Nord et Sud de Elizabeth Gaskell

Lire Nord et Sud, c’est un peu comme aller visiter sa vieille tante Augustine : on y va pour faire plaisir à la famille, mais sans grande envie parce qu’un après-midi coincé à manger des petits gâteaux et à boire du thé, ça ne vend pas du rêve. Sauf qu’une fois installé dans son canapé, il s’avère que tante Augustine est juste hyper cool et on n’a plus du tout envie de partir.

C’est en tout cas ce que m’a inspiré le roman d’Elizabeth Gaskell. Le début est lent, l’héroïne trop hautaine pour qu’on s’y attache totalement, et la bête fait tout de même près de 700 pages. Mais voilà, une fois qu’on a pris goût à cette ambiance industrielle anglaise, le charme opère et on se surprend à souhaiter que le roman ne finisse jamais.

Margaret Hale a passé une enfance heureuse dans un petit village tranquille du Sud de l’Angleterre. Quand elle y est arrachée à 19 ans pour s’installer avec ses parents à Milton, une ville industrielle du Nord, sa nouvelle vie lui semble bien terne et triste en comparaison. Elle y découvrira les conditions de vie précaires des ouvriers, la maladie, les luttes sociales et les grèves. Très vite, elle s’identifie à ces travailleurs épuisés et à leurs enfants affamés par les lois du marché. John Thornton, patron d’une usine de coton, deviendra pour elle le représentant d’une classe patronale sans éducation et sans coeur qui ne s’intéresse qu’à la rentabilité. Pourtant, John va peu à peu tomber sous le charme de cette orgueilleuse jeune fille qui n’a pas sa langue dans sa poche, ce qui l’obligera à remettre en question tout son mode de vie.

A mi chemin entre Orgueil et Préjugés et Jane Eyre, le roman a aussi un petit côté Germinal, même si l’analyse de la révolution industrielle et de ses répercussions sur les ouvriers est bien moins poussée que chez Zola. On y découvre notamment l’apparition de cette bourgeoisie issue de l’industrie qui prend le pas sur la noblesse traditionnelle. Le résultat est une incroyable fresque sociale du XIXè siècle anglais qui oppose le laborieux Nord industriel et le conservateur Sud rural, avec des touches de féminisme, de romance et juste ce qu’il faut de tragique. J’ai un véritable coup de coeur pour ce roman, et pour le personnage de John Thornton en particulier. Il s’agit d’un homme touchant dont la rigueur et la détermination contrastent avec ses moments de vulnérabilité et de générosité, surtout lorsqu’il est en compagnie de Margaret. C’est cette personnalité complexe qui rendra ses échanges avec l’héroïne, Mr. Hale et même l’ouvrier syndicaliste Higgins particulièrement intéressants. La psychologie de chacun des personnages, même les plus secondaires, est extrêmement bien travaillée et donne de la saveur au roman qui joue sur les confrontations : Nord/Sud, campagne/ville, agriculture/industrie, patron/ouvrier, homme/femme.

= Données d'entrée =

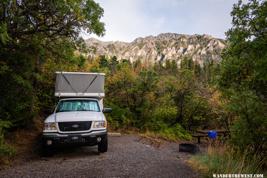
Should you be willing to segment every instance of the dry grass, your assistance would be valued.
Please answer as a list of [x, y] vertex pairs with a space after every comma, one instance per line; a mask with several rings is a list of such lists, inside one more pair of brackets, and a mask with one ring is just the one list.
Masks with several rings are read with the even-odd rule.
[[252, 156], [246, 152], [238, 155], [227, 145], [210, 143], [206, 155], [194, 156], [188, 162], [207, 177], [211, 177], [212, 174], [266, 175], [266, 171], [262, 168], [263, 165], [266, 164], [266, 158], [263, 159], [263, 155]]

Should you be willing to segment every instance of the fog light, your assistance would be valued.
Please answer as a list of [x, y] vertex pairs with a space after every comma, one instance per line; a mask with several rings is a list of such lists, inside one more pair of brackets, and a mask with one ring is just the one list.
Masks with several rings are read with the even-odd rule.
[[46, 144], [47, 145], [50, 145], [52, 144], [52, 141], [50, 140], [48, 140], [46, 142]]
[[101, 141], [101, 137], [97, 137], [96, 138], [96, 141], [97, 142], [100, 142], [100, 141]]

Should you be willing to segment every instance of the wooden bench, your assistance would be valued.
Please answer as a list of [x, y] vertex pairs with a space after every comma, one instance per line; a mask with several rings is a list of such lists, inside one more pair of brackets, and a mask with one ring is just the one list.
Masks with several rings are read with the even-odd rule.
[[[216, 134], [216, 136], [220, 136], [222, 135], [222, 133], [217, 133]], [[199, 144], [200, 143], [200, 137], [209, 137], [209, 134], [198, 134], [197, 135], [192, 135], [192, 137], [195, 137], [195, 138], [198, 138], [198, 143]]]

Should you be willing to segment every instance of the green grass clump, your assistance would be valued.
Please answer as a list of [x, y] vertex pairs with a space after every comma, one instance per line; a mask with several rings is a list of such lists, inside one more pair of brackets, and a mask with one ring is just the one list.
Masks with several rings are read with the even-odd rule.
[[251, 156], [247, 152], [239, 155], [225, 144], [211, 144], [206, 155], [194, 155], [188, 162], [206, 177], [213, 177], [214, 174], [266, 175], [263, 166], [266, 160], [261, 157], [263, 155], [259, 153]]

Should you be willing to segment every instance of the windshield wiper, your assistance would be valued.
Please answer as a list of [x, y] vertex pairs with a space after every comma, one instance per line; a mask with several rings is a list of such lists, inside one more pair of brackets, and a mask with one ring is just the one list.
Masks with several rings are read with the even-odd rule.
[[70, 111], [69, 110], [61, 110], [61, 111], [58, 111], [56, 112], [57, 113], [59, 113], [61, 112], [68, 112], [68, 111]]

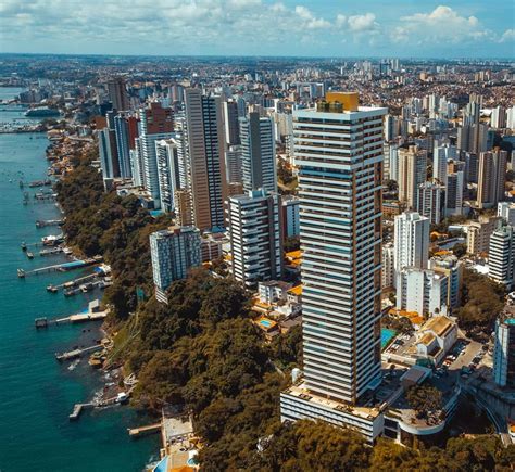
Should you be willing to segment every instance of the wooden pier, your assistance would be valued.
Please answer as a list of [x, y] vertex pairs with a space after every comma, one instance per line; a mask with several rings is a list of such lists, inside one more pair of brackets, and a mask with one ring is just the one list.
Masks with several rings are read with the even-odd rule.
[[161, 421], [159, 423], [148, 424], [146, 426], [128, 429], [130, 437], [140, 436], [141, 434], [158, 433], [159, 431], [161, 431]]
[[68, 350], [67, 353], [55, 354], [55, 359], [60, 362], [65, 360], [73, 360], [77, 357], [80, 357], [85, 353], [95, 353], [96, 350], [103, 349], [105, 346], [103, 344], [96, 344], [95, 346], [84, 347], [81, 349]]

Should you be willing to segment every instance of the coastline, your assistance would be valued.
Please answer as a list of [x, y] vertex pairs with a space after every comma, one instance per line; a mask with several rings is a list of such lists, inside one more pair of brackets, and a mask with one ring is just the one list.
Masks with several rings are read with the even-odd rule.
[[[0, 89], [0, 92], [4, 90]], [[11, 115], [4, 113], [3, 116], [8, 119]], [[70, 365], [55, 361], [54, 354], [75, 345], [89, 345], [101, 336], [101, 327], [95, 322], [86, 326], [67, 323], [39, 332], [35, 329], [35, 318], [79, 312], [93, 296], [80, 293], [64, 297], [62, 293], [46, 291], [49, 283], [58, 284], [79, 277], [81, 270], [53, 272], [26, 280], [16, 278], [16, 268], [64, 261], [62, 255], [49, 258], [39, 254], [28, 260], [20, 250], [22, 241], [35, 242], [43, 235], [56, 233], [55, 227], [36, 228], [35, 221], [54, 219], [60, 214], [53, 204], [30, 201], [28, 205], [22, 205], [23, 192], [17, 184], [22, 171], [27, 181], [45, 177], [49, 165], [45, 160], [49, 144], [47, 137], [42, 133], [10, 133], [1, 135], [0, 140], [0, 200], [2, 220], [9, 228], [0, 234], [0, 289], [3, 293], [0, 317], [0, 370], [3, 378], [0, 469], [141, 471], [154, 456], [156, 442], [151, 437], [137, 443], [130, 441], [127, 429], [145, 421], [139, 412], [130, 408], [110, 408], [98, 413], [88, 412], [78, 424], [68, 421], [73, 404], [91, 398], [110, 380], [93, 371], [87, 359], [81, 359], [70, 370]]]

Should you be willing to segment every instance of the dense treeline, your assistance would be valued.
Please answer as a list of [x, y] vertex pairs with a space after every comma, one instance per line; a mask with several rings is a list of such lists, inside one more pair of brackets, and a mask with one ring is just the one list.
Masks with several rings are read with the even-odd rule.
[[469, 335], [481, 337], [489, 334], [493, 322], [504, 307], [504, 289], [487, 276], [464, 269], [462, 307], [457, 321]]
[[154, 219], [136, 196], [103, 191], [101, 175], [90, 166], [95, 154], [77, 158], [74, 171], [56, 183], [66, 216], [67, 244], [85, 256], [100, 254], [111, 265], [114, 283], [105, 301], [114, 321], [126, 319], [137, 306], [136, 288], [151, 292], [149, 234], [166, 228], [166, 216]]
[[[153, 297], [138, 305], [138, 286], [151, 293], [149, 234], [169, 220], [153, 219], [134, 197], [104, 193], [92, 158], [77, 161], [58, 184], [68, 244], [111, 264], [115, 283], [105, 297], [117, 330], [113, 356], [138, 375], [134, 403], [155, 412], [165, 404], [191, 411], [203, 444], [202, 470], [511, 470], [514, 447], [502, 448], [493, 436], [451, 439], [447, 450], [386, 441], [369, 448], [349, 430], [280, 424], [279, 393], [288, 370], [301, 363], [300, 327], [264, 343], [250, 322], [244, 288], [203, 269], [175, 282], [167, 305]], [[468, 304], [476, 289], [474, 280], [465, 281]]]

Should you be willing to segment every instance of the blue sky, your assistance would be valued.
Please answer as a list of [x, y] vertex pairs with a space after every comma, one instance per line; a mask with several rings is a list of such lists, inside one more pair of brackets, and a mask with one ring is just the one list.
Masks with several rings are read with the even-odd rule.
[[514, 58], [513, 0], [0, 0], [0, 51]]

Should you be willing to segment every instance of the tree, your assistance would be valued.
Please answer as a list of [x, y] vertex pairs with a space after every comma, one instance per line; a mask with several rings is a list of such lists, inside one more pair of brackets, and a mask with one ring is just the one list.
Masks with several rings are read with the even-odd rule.
[[407, 388], [406, 399], [419, 418], [427, 418], [428, 413], [442, 409], [442, 394], [434, 386], [413, 385]]

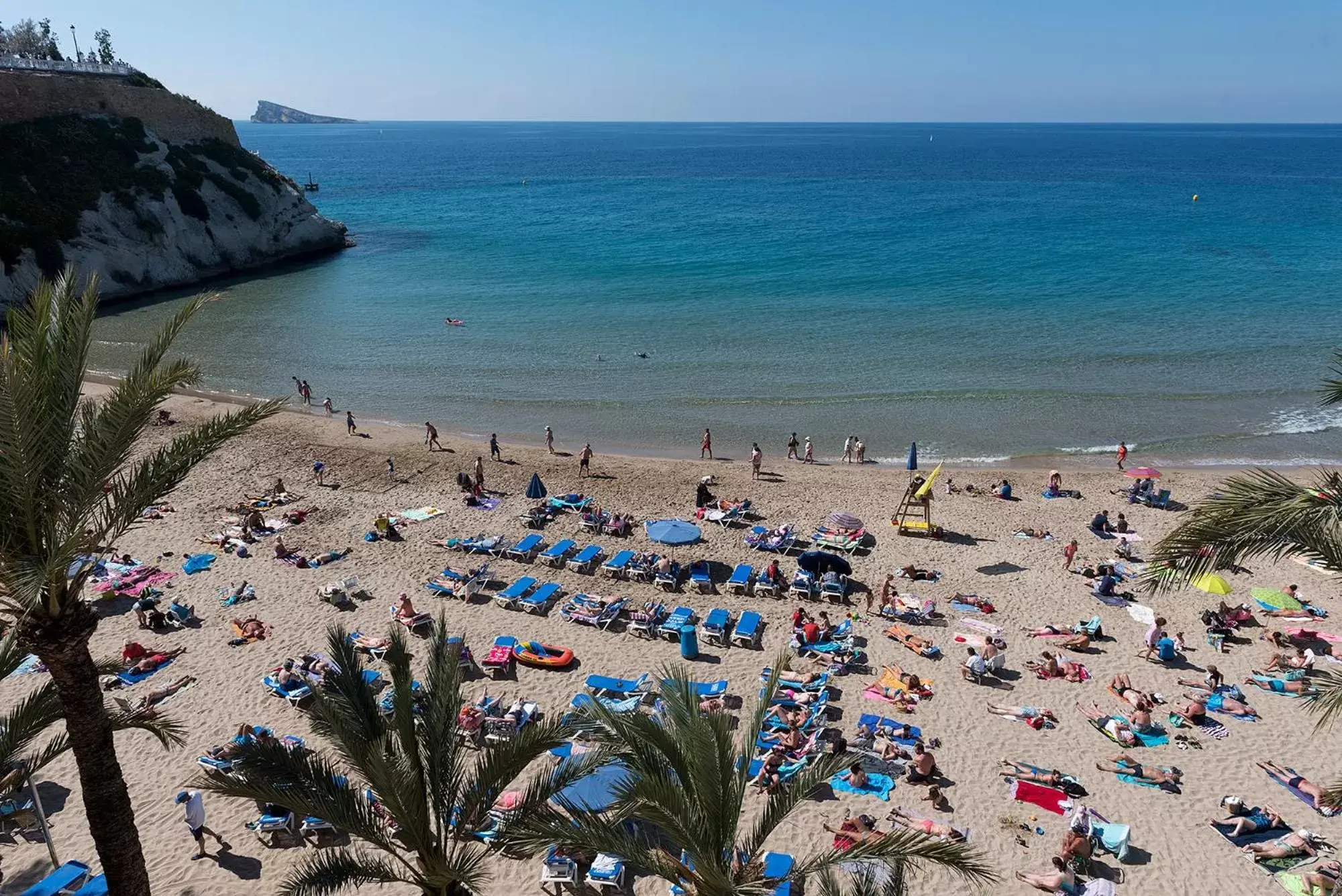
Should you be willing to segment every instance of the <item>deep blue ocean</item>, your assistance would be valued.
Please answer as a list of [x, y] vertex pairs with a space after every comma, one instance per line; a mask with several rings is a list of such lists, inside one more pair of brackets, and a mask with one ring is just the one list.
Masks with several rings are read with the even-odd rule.
[[[1338, 126], [238, 133], [358, 245], [221, 284], [207, 388], [597, 451], [1342, 457]], [[94, 366], [178, 300], [106, 314]]]

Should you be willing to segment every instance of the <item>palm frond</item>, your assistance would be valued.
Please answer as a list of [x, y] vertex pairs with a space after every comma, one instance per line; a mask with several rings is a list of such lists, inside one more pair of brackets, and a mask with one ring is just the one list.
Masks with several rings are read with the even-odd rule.
[[1229, 478], [1161, 539], [1143, 587], [1168, 590], [1248, 559], [1292, 554], [1342, 569], [1342, 476], [1337, 472], [1319, 473], [1308, 487], [1270, 469]]

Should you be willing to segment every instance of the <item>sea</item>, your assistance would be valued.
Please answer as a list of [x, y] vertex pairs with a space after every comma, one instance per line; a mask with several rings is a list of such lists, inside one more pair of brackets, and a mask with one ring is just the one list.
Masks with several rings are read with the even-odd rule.
[[[369, 122], [244, 146], [357, 245], [211, 284], [203, 388], [696, 456], [1339, 463], [1342, 127]], [[187, 294], [109, 306], [118, 372]], [[447, 326], [444, 319], [464, 321]]]

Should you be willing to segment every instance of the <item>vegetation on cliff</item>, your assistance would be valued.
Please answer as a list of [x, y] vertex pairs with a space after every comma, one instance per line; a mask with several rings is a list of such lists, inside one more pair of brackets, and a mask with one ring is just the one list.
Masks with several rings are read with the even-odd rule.
[[[243, 186], [252, 178], [276, 193], [285, 181], [256, 156], [217, 139], [168, 146], [164, 156], [137, 118], [62, 115], [0, 126], [0, 263], [11, 274], [31, 248], [43, 272], [59, 271], [60, 244], [78, 236], [81, 213], [97, 208], [103, 193], [134, 211], [140, 199], [162, 200], [170, 190], [184, 213], [205, 221], [209, 205], [200, 189], [209, 181], [256, 220], [260, 204]], [[148, 217], [138, 223], [150, 236], [161, 228]]]

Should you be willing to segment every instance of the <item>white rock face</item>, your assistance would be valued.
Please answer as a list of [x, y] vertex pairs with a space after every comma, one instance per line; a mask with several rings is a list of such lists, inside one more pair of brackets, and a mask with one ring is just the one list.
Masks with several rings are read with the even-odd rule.
[[[141, 164], [157, 162], [173, 178], [164, 161], [168, 145], [152, 131], [148, 135], [158, 152], [141, 156]], [[318, 215], [293, 181], [279, 181], [278, 190], [254, 174], [239, 181], [215, 161], [197, 157], [256, 197], [260, 215], [252, 220], [209, 180], [199, 189], [209, 209], [205, 221], [184, 213], [172, 190], [161, 200], [137, 193], [134, 208], [103, 193], [95, 209], [82, 213], [79, 235], [62, 244], [66, 262], [82, 275], [98, 274], [103, 298], [187, 286], [346, 244], [345, 225]], [[40, 276], [32, 251], [25, 251], [13, 274], [0, 278], [0, 304], [23, 300]]]

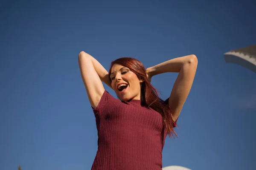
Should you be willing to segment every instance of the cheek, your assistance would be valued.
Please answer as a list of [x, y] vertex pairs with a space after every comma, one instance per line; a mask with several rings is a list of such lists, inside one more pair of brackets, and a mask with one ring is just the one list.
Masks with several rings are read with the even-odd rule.
[[111, 86], [112, 87], [112, 88], [114, 90], [115, 90], [114, 88], [115, 88], [115, 83], [114, 82], [112, 81], [111, 82]]

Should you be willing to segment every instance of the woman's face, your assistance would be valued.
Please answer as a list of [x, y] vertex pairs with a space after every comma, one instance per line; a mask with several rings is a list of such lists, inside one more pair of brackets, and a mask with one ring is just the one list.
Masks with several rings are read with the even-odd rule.
[[110, 74], [112, 87], [122, 101], [140, 99], [140, 83], [143, 81], [134, 72], [127, 67], [115, 64]]

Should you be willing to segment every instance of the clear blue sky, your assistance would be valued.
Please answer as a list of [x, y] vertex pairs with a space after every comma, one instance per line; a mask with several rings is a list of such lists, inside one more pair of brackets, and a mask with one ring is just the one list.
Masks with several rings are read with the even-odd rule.
[[[1, 170], [19, 164], [23, 170], [90, 169], [97, 136], [78, 64], [81, 51], [107, 70], [122, 56], [148, 67], [195, 54], [179, 138], [166, 138], [163, 166], [255, 169], [256, 74], [223, 56], [256, 43], [253, 1], [3, 1]], [[163, 99], [177, 75], [153, 78]]]

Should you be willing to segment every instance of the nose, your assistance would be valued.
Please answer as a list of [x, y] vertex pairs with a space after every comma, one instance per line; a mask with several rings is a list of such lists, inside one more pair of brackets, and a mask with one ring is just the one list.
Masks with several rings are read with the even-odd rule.
[[115, 79], [116, 79], [116, 82], [118, 80], [121, 80], [122, 77], [121, 77], [121, 75], [120, 75], [120, 74], [116, 74], [116, 75]]

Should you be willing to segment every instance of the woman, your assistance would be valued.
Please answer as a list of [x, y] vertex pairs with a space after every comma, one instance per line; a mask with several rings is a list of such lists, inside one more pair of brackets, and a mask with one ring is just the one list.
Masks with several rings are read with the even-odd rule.
[[[195, 56], [147, 69], [135, 59], [121, 58], [112, 62], [109, 72], [84, 51], [79, 62], [98, 130], [98, 148], [92, 170], [161, 170], [164, 141], [167, 134], [176, 135], [174, 128], [195, 74]], [[163, 101], [150, 82], [153, 76], [166, 72], [179, 75], [170, 97]], [[102, 81], [119, 99], [106, 91]]]

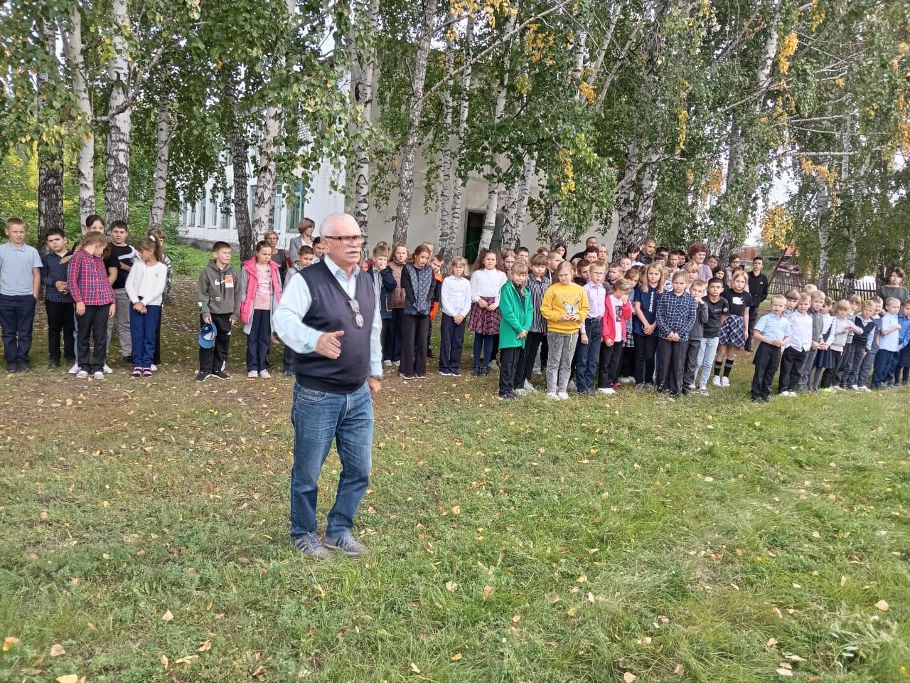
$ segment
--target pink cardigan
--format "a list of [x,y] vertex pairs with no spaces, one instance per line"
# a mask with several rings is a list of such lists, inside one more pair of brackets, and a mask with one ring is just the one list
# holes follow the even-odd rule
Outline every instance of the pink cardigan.
[[[610,295],[607,295],[607,308],[610,308]],[[625,323],[626,321],[632,320],[632,304],[626,301],[622,304],[622,313],[621,314],[622,318],[622,327],[620,332],[622,335],[622,341],[625,341]],[[613,321],[613,311],[607,311],[606,314],[603,316],[603,321],[602,321],[602,330],[603,333],[603,339],[615,339],[616,338],[616,321]]]
[[[256,268],[256,258],[248,259],[243,262],[243,270],[247,273],[247,291],[240,301],[240,320],[244,324],[253,320],[253,306],[256,302],[256,290],[259,281],[259,272]],[[281,278],[278,275],[278,264],[268,261],[269,275],[272,280],[272,296],[281,301]]]

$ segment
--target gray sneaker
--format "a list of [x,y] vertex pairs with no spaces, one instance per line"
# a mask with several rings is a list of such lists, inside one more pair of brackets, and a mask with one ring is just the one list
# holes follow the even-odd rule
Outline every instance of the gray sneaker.
[[367,554],[367,546],[354,538],[354,535],[347,529],[337,536],[326,535],[322,542],[326,547],[340,550],[349,557],[359,557]]
[[297,545],[298,550],[310,557],[316,557],[318,560],[328,560],[331,557],[316,534],[304,534],[302,536],[298,536],[294,539],[294,545]]

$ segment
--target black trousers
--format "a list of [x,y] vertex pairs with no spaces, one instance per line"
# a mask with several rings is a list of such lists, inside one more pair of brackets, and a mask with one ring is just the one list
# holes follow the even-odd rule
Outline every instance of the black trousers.
[[654,376],[654,353],[657,352],[657,332],[633,334],[635,340],[635,383],[650,384]]
[[698,352],[702,348],[702,340],[690,339],[685,350],[685,362],[682,367],[682,393],[689,393],[689,387],[695,383],[695,372],[698,371]]
[[427,330],[429,315],[403,315],[401,321],[401,365],[406,377],[427,374]]
[[[518,376],[518,362],[521,358],[521,347],[500,349],[500,396],[514,395],[516,380],[523,380]],[[521,389],[521,387],[519,387]]]
[[622,362],[622,342],[613,342],[612,346],[601,342],[601,356],[597,359],[597,388],[606,389],[620,381],[620,363]]
[[[771,385],[774,382],[774,373],[777,366],[781,362],[781,350],[777,346],[772,346],[764,342],[758,345],[755,350],[755,357],[753,364],[755,366],[755,374],[752,377],[752,395],[753,401],[767,401],[771,398]],[[797,368],[800,367],[797,365]],[[796,371],[796,382],[799,382],[799,370]]]
[[[215,343],[211,349],[199,347],[199,372],[206,374],[224,370],[228,364],[228,348],[230,344],[230,313],[212,313],[215,325]],[[199,319],[202,325],[202,319]]]
[[[636,347],[637,348],[637,347]],[[673,396],[682,392],[682,365],[689,344],[657,340],[657,388]]]
[[401,360],[402,324],[404,324],[404,309],[392,309],[392,317],[389,321],[388,343],[382,346],[383,360],[398,362]]
[[[103,372],[107,362],[107,314],[111,305],[86,306],[86,313],[76,316],[79,328],[79,367],[86,372]],[[89,342],[93,348],[89,355]]]
[[538,349],[541,350],[541,372],[543,372],[547,367],[547,333],[528,332],[528,339],[524,341],[524,367],[521,369],[521,377],[526,382],[531,382],[531,375],[534,372]]
[[781,354],[781,376],[777,381],[778,392],[796,391],[806,355],[808,355],[808,352],[793,346],[788,346],[784,350],[784,353]]
[[461,350],[464,347],[464,320],[460,325],[455,324],[450,315],[442,314],[440,328],[440,372],[455,373],[461,364]]
[[60,362],[60,334],[63,334],[63,357],[67,362],[76,361],[76,340],[73,331],[76,320],[72,301],[48,301],[45,300],[47,313],[47,355],[51,361]]

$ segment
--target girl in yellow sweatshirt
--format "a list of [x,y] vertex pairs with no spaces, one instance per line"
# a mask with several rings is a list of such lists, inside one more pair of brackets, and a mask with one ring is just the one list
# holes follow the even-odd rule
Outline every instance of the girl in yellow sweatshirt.
[[543,294],[541,315],[547,320],[547,396],[556,401],[569,398],[566,387],[578,331],[588,315],[588,297],[571,281],[572,265],[564,260],[556,269],[557,281]]

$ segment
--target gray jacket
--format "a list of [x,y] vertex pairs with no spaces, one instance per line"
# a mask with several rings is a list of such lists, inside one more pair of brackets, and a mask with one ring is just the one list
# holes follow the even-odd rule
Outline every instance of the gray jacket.
[[228,264],[224,270],[219,270],[212,259],[199,273],[196,296],[199,315],[230,313],[233,320],[239,320],[239,289],[240,276],[234,267]]

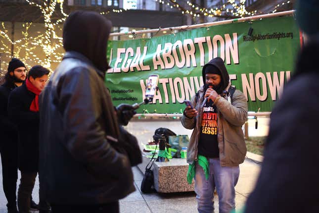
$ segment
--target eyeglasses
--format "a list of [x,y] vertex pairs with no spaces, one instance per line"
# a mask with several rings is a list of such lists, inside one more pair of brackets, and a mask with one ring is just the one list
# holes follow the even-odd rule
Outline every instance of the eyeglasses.
[[19,73],[21,73],[22,72],[28,72],[28,70],[27,70],[26,69],[15,69],[14,71],[15,71],[16,72],[19,72]]

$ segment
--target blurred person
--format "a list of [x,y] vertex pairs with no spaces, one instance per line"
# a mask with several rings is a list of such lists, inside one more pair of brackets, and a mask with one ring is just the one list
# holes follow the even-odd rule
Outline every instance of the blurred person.
[[202,75],[205,85],[191,100],[195,108],[186,106],[182,119],[185,128],[194,129],[187,161],[194,169],[198,212],[214,212],[216,188],[219,212],[229,213],[235,209],[238,165],[247,152],[241,126],[247,120],[248,106],[243,93],[230,86],[221,58],[205,64]]
[[[26,83],[13,90],[8,98],[8,113],[18,129],[18,166],[21,178],[18,190],[18,208],[20,213],[29,213],[30,196],[36,181],[39,164],[39,95],[48,78],[49,70],[33,66]],[[48,210],[40,196],[40,213]]]
[[299,0],[296,9],[307,42],[272,111],[261,171],[245,213],[319,212],[319,4]]
[[118,213],[135,190],[129,159],[110,145],[134,115],[115,110],[104,85],[111,27],[95,12],[71,13],[65,54],[40,97],[40,185],[52,213]]
[[[18,179],[18,132],[17,127],[8,116],[8,98],[11,92],[22,85],[26,79],[27,69],[24,63],[12,58],[9,62],[5,82],[0,86],[0,154],[2,164],[2,185],[7,199],[8,212],[17,213],[16,188]],[[31,199],[32,208],[38,209],[38,205]]]

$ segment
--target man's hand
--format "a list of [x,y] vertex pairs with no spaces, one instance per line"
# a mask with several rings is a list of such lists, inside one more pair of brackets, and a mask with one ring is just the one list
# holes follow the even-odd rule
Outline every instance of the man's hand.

= Énoncé =
Indiquez, d'après le texte sur Nord et Sud, le nom de la ville industrielle du Nord où Margaret Hale s'installe avec ses parents.

= Solution =
Milton.